The lighthouse consists of an octagonal stone tower 16 m high, with lantern and gallery painted white. The main two-storey keeper's house is built close by and linked to the tower by an enclosed walkway. There is also an adjacent detached superintendent's house. The lighthouse was electrified in 1965 and became automatic in 1975. The fog signal was suppressed in 1972.

With a focal height of 45 m above the sea, the light from the first order Fresnel lens with its 400W bulb can be seen for 27 nautical miles, with a characteristic of a single white flash every 3 seconds.

Blackhead is one of the dozen lighthouses that make up the "Great Lighthouses of Ireland", a tourism initiative designed to promote the use of certain lighthouses for holiday accommodation.
The keeper's houses at the lighthouse were refurbished by the Irish Landmark Trust, and are now offered as holiday accommodation. They retain the original whistle pipes that were used to call the off-duty keeper's to their watch duties.

==Coastal path==
The lighthouse is accessible by a narrow private road (only accessible by foot for the general public) about 4 km north-east of Whitehead, and also by foot along the Blackhead Path from the town. This walkway was developed by Berkeley Deane Wise, to help attract tourists to the town, and loops around the headland requiring bridges and two tunnels. It was the precursor to the more dramatic Gobbins path, a few miles further north along the coast.

==Listed buildings==
The entire lighthouse complex including the tower and keeper's houses is protected as a category B+ listed building.
========
In the text about Blackhead lighthouse, what year did the lighthouse become automatic? The rows aren't needed.
========
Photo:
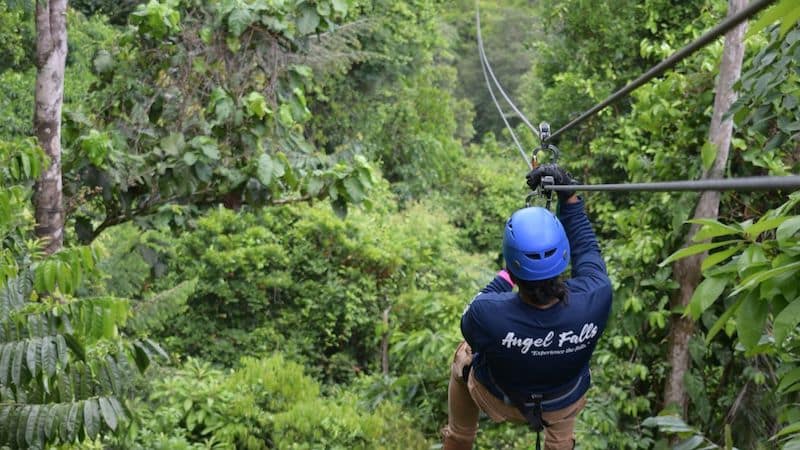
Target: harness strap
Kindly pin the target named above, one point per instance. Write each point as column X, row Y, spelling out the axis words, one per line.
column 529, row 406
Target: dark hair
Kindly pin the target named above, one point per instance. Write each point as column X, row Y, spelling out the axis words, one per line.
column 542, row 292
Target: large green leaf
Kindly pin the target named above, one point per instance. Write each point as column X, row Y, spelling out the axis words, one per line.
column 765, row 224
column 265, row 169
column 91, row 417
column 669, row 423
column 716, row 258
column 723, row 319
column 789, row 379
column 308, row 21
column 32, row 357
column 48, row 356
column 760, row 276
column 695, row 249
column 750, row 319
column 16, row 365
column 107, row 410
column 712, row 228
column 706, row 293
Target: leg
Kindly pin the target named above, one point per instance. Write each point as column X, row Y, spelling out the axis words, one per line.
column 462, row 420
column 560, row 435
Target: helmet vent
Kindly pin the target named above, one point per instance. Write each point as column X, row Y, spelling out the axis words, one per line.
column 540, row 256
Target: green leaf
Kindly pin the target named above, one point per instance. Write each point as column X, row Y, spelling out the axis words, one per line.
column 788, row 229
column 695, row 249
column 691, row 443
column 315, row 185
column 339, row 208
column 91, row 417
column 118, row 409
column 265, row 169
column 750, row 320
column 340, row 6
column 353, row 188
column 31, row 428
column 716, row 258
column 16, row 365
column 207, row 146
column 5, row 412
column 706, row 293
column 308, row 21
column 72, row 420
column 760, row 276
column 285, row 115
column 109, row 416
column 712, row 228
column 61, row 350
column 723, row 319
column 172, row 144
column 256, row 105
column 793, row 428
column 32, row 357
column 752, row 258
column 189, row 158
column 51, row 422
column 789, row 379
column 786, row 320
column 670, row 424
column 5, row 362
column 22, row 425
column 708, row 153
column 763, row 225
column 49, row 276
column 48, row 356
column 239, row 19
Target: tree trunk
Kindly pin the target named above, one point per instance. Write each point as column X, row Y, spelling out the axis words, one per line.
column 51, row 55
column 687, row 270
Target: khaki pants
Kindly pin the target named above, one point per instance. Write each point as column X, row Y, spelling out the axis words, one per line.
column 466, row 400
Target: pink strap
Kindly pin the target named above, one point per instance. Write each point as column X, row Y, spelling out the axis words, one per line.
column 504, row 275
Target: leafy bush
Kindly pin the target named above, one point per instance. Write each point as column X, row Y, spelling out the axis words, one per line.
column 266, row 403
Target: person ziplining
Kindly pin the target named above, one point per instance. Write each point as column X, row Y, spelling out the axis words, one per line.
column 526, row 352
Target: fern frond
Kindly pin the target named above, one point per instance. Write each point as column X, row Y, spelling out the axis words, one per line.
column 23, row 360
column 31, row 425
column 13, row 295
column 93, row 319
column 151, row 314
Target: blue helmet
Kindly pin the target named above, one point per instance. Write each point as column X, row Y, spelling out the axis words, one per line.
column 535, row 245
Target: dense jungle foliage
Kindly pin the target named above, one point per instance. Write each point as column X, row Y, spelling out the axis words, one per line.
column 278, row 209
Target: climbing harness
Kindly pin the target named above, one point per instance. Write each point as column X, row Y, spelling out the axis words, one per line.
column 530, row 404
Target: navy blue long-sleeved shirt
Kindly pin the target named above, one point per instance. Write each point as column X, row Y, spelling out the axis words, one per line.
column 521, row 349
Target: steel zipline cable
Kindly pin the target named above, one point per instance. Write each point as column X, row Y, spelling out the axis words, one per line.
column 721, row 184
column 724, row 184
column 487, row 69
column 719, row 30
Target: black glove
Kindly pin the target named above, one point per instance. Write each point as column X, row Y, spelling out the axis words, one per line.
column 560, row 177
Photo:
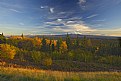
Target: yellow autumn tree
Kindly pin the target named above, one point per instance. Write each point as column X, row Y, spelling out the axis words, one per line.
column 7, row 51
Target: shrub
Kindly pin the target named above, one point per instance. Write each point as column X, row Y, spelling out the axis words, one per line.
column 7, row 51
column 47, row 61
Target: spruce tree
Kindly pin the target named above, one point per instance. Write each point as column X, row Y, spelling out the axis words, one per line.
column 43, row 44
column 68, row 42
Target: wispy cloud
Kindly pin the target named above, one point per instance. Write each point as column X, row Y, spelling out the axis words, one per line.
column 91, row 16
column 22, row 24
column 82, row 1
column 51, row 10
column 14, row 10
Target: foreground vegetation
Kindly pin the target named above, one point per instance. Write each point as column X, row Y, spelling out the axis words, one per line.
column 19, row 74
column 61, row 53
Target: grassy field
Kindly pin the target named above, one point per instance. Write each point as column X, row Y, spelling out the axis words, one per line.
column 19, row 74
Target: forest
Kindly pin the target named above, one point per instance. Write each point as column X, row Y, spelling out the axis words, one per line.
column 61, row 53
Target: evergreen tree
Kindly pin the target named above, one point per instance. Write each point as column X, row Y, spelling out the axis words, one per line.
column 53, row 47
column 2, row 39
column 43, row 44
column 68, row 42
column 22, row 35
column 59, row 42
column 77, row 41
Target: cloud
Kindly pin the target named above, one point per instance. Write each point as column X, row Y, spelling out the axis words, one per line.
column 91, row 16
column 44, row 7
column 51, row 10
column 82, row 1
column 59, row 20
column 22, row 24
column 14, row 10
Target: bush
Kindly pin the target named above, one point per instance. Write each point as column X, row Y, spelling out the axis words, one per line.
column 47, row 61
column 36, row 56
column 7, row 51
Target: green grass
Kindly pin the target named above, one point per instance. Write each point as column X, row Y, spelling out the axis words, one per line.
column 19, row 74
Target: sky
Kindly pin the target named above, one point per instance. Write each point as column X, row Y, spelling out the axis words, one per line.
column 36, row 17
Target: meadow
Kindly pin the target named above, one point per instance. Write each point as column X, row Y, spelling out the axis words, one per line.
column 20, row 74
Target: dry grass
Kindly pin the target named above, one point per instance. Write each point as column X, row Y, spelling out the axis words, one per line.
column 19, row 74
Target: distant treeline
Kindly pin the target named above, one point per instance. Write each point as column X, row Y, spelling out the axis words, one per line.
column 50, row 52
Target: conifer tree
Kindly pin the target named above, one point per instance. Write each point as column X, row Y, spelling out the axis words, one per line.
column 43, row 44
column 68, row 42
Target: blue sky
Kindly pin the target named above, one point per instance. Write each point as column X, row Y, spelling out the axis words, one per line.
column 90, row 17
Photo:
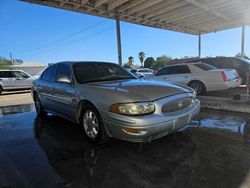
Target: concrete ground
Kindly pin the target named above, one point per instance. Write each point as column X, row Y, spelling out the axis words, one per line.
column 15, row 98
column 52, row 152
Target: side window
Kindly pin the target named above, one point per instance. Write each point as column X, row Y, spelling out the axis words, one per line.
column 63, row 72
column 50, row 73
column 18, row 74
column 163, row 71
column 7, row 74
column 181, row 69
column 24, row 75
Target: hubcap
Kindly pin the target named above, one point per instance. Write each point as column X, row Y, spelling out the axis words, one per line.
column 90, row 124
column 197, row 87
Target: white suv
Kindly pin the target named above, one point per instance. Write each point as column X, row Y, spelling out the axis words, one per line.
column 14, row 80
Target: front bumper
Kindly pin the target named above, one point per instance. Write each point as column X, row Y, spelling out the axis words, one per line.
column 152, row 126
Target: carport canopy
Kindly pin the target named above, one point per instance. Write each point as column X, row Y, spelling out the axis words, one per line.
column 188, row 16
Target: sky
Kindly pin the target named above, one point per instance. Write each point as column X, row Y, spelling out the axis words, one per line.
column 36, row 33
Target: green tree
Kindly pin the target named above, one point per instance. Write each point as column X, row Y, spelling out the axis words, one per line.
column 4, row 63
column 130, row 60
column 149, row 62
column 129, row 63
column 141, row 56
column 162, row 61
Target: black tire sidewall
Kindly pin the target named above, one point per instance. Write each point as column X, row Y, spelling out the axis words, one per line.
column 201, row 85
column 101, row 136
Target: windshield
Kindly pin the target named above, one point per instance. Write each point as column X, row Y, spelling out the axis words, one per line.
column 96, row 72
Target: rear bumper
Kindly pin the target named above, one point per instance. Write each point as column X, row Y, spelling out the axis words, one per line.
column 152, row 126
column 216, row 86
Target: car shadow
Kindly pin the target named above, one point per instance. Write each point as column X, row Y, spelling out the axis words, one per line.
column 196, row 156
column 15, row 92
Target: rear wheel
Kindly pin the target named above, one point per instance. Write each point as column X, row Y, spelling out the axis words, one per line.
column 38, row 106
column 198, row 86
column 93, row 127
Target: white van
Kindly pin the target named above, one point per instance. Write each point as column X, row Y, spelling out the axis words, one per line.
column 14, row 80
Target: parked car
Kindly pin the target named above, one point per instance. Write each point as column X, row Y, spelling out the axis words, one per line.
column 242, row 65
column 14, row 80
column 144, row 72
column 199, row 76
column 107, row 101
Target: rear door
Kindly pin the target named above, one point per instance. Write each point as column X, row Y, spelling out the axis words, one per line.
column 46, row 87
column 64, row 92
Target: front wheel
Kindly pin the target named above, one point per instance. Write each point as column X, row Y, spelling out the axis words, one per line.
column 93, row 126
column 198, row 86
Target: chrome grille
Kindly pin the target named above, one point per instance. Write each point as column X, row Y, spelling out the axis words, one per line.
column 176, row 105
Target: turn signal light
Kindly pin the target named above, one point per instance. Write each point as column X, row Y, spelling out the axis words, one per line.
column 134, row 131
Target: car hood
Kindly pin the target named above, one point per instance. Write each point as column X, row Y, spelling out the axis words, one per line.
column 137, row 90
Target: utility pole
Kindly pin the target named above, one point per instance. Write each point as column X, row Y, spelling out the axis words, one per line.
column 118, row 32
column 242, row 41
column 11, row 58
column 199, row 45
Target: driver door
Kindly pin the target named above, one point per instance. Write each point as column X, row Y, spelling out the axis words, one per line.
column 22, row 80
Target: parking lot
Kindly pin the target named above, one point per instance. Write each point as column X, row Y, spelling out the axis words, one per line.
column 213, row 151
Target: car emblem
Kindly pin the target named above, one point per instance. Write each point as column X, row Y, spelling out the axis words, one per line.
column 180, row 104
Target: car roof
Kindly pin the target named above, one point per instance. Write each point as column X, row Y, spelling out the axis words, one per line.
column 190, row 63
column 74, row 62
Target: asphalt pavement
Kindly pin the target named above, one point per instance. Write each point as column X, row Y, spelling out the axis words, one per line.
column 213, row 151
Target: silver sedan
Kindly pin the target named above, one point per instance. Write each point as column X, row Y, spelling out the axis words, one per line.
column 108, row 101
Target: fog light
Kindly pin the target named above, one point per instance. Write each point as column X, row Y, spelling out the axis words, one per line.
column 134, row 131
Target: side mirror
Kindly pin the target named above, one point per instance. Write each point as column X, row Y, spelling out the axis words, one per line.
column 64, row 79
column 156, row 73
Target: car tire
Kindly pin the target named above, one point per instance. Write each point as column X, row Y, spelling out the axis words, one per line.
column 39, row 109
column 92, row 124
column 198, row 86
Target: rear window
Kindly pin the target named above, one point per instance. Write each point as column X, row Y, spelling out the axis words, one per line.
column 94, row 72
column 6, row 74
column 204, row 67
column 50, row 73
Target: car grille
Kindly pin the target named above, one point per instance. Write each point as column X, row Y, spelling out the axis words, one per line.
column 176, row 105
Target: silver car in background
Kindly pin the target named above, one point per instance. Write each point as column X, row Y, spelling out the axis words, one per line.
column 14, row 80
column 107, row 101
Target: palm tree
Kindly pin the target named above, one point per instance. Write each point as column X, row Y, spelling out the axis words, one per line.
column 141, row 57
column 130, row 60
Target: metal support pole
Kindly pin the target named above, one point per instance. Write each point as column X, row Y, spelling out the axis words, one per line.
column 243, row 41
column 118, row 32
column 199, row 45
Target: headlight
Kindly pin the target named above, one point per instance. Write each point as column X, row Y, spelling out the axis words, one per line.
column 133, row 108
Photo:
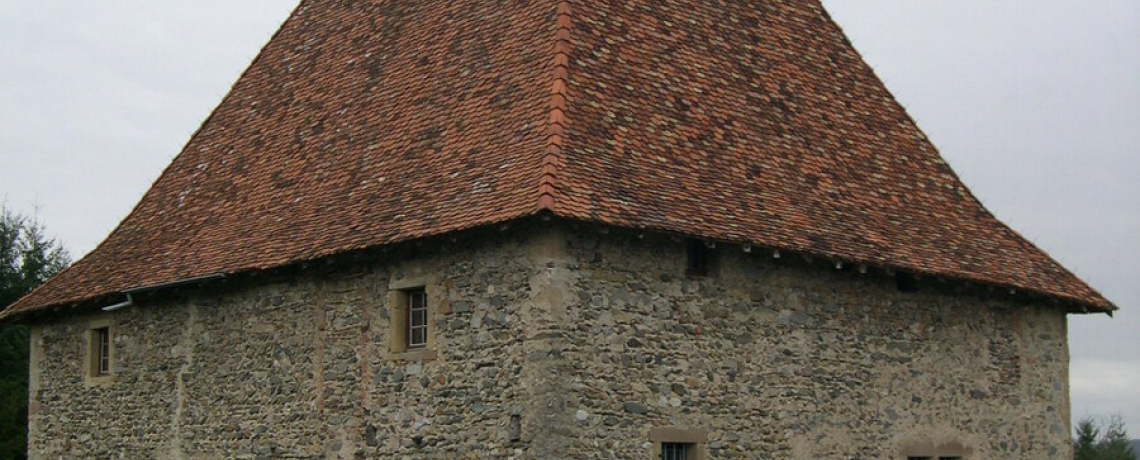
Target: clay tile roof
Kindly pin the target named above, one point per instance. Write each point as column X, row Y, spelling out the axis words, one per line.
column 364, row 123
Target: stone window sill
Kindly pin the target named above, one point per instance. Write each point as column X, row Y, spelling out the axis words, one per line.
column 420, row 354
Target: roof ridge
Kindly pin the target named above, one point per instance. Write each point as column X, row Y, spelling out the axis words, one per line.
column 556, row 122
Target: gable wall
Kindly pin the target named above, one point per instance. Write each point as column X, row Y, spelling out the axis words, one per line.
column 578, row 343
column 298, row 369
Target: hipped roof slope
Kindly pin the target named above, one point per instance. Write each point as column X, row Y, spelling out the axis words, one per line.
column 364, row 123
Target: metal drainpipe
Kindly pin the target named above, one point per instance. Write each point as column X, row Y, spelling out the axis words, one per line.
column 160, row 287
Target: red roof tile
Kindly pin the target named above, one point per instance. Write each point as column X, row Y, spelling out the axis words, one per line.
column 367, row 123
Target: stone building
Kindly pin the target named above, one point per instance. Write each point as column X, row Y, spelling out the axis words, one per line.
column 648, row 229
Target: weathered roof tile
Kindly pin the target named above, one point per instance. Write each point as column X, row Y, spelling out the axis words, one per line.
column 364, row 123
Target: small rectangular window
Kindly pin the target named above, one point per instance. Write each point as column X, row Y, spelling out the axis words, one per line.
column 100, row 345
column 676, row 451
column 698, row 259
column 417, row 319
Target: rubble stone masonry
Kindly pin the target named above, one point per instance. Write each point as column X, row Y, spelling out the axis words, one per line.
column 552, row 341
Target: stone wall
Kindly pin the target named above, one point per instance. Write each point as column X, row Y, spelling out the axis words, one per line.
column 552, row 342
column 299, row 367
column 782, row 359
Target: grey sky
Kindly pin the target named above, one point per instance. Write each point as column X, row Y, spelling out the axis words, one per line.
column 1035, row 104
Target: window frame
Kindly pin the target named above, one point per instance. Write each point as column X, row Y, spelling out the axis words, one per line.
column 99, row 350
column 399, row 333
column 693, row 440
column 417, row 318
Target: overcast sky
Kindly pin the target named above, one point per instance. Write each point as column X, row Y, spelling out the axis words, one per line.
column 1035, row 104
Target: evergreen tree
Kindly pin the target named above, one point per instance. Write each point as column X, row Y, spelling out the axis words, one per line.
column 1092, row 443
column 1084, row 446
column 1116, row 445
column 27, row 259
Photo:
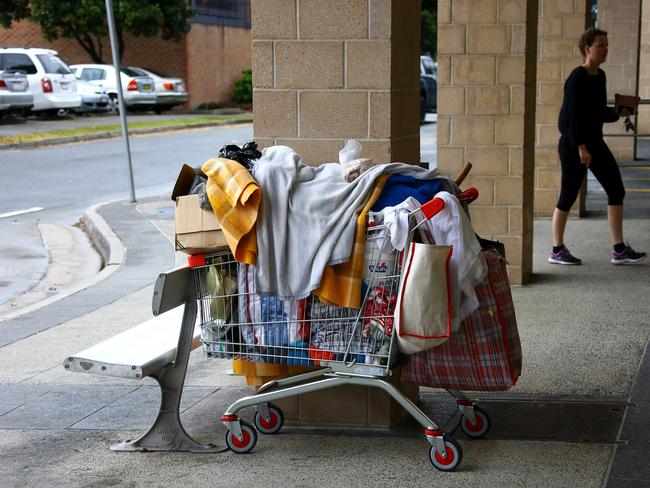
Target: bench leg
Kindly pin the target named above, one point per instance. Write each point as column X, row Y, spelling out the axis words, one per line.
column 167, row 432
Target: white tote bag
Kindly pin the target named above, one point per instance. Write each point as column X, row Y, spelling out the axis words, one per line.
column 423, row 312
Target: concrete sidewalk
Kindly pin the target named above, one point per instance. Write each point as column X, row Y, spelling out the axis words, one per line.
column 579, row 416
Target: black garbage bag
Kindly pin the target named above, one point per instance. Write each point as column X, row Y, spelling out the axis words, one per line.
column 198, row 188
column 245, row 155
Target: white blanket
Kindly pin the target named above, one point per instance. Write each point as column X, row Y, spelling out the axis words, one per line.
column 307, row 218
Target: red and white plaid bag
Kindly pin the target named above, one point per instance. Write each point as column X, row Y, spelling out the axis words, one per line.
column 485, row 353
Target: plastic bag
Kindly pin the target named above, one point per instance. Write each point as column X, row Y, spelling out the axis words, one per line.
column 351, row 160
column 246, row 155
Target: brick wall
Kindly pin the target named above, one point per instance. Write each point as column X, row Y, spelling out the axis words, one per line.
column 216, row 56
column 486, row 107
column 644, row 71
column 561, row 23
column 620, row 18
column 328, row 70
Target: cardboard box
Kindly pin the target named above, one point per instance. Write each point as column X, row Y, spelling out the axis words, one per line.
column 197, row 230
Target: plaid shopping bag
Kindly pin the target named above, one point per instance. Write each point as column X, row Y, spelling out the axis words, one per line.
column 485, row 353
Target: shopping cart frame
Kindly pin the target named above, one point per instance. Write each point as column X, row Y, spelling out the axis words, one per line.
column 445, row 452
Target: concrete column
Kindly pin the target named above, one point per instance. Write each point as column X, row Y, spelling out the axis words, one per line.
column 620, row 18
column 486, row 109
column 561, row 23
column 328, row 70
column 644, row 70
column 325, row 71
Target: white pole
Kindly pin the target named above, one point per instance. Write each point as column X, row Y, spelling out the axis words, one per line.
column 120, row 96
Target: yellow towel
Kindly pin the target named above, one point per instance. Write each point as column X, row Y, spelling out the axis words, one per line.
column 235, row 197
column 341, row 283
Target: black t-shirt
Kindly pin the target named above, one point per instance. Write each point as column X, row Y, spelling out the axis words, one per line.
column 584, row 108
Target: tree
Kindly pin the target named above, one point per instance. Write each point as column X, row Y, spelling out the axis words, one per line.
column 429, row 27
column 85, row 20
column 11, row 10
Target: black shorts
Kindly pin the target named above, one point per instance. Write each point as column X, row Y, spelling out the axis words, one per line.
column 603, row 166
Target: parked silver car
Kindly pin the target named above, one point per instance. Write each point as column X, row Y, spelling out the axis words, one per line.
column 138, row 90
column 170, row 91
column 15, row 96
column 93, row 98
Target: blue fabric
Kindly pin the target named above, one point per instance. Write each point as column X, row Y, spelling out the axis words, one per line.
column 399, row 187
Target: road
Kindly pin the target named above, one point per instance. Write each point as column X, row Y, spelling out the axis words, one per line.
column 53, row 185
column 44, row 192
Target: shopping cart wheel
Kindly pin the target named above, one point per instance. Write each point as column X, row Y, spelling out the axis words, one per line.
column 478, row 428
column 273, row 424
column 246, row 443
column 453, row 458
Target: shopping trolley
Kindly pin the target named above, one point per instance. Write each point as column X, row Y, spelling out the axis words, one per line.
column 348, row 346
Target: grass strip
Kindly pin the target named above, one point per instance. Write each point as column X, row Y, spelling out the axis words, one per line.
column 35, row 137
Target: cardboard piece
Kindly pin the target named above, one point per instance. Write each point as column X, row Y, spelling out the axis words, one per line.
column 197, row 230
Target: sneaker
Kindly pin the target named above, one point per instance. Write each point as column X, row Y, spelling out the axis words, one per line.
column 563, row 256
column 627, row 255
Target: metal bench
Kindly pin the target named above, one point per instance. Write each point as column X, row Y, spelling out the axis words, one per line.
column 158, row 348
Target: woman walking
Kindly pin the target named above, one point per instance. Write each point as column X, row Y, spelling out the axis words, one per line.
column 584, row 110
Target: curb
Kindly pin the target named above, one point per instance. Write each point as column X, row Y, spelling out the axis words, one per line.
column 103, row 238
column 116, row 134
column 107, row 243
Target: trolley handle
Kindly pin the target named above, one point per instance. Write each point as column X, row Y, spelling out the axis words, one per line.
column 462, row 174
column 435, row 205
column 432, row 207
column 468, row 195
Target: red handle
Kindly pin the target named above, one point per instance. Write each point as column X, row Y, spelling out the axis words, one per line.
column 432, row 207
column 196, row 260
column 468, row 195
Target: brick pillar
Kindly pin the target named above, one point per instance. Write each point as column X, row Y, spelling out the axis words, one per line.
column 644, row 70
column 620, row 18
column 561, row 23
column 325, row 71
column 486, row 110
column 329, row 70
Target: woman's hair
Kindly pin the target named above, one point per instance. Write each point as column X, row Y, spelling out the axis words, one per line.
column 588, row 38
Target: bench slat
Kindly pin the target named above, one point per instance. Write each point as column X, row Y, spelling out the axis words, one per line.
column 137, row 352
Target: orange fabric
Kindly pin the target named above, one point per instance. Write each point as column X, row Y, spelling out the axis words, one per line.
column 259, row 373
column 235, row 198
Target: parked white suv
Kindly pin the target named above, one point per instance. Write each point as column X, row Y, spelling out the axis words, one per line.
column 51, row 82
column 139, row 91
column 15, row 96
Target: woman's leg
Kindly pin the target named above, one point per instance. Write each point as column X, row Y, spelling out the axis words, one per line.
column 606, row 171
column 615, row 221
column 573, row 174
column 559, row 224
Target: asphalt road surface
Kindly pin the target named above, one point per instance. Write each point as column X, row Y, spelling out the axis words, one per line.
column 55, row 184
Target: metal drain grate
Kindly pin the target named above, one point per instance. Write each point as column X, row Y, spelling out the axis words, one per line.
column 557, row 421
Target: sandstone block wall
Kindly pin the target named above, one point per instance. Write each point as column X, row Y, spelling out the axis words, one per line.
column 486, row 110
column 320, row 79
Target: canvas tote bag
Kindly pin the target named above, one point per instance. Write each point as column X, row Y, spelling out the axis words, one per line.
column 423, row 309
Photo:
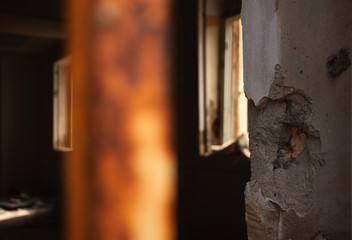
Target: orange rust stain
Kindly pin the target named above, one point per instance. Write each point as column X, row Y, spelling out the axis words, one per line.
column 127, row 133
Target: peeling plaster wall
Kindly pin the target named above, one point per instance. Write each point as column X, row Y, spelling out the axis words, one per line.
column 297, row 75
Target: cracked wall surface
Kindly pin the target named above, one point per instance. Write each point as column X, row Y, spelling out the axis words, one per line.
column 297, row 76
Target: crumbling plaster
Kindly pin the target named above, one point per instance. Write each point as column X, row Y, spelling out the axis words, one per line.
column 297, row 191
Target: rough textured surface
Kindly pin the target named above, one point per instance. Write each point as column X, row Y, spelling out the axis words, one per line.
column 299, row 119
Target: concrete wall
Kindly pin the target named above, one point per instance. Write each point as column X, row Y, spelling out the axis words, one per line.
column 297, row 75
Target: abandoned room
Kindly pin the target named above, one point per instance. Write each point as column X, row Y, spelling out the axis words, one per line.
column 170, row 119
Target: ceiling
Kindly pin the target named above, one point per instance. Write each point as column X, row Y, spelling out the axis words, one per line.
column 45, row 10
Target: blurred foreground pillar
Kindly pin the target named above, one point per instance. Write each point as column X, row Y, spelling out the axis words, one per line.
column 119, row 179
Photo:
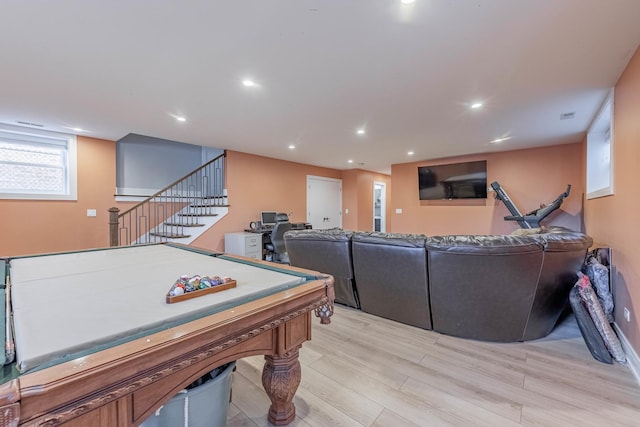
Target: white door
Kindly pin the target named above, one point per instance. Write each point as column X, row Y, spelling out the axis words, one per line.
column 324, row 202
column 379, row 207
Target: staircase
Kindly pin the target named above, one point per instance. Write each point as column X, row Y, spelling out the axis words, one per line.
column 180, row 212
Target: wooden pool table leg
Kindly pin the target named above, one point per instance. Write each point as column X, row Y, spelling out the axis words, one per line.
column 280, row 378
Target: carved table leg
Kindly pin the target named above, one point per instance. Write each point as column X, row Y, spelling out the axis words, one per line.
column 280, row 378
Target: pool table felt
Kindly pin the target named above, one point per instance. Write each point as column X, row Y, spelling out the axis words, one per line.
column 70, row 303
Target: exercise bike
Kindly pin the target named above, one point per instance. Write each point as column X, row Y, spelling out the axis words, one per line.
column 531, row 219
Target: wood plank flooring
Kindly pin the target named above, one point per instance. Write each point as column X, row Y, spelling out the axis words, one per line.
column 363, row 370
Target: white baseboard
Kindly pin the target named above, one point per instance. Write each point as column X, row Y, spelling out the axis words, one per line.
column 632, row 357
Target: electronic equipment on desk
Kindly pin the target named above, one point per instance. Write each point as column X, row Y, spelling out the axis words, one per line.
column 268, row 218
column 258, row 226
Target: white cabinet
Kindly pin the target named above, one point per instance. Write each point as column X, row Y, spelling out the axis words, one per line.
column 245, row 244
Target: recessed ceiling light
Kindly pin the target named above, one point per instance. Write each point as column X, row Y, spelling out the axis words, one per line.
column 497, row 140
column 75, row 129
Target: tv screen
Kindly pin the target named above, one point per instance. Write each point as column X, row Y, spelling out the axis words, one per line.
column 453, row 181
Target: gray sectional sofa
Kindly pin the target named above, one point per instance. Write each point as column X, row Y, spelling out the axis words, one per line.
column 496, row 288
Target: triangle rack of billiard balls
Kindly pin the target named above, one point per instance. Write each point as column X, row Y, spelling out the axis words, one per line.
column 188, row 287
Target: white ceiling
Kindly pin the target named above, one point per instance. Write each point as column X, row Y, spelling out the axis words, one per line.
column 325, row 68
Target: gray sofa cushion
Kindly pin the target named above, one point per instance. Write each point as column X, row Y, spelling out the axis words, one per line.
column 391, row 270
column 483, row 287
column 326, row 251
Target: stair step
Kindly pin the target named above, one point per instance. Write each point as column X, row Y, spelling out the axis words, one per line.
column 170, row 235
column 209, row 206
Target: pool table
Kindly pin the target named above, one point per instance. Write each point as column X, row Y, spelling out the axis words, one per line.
========
Exercise answer → 1975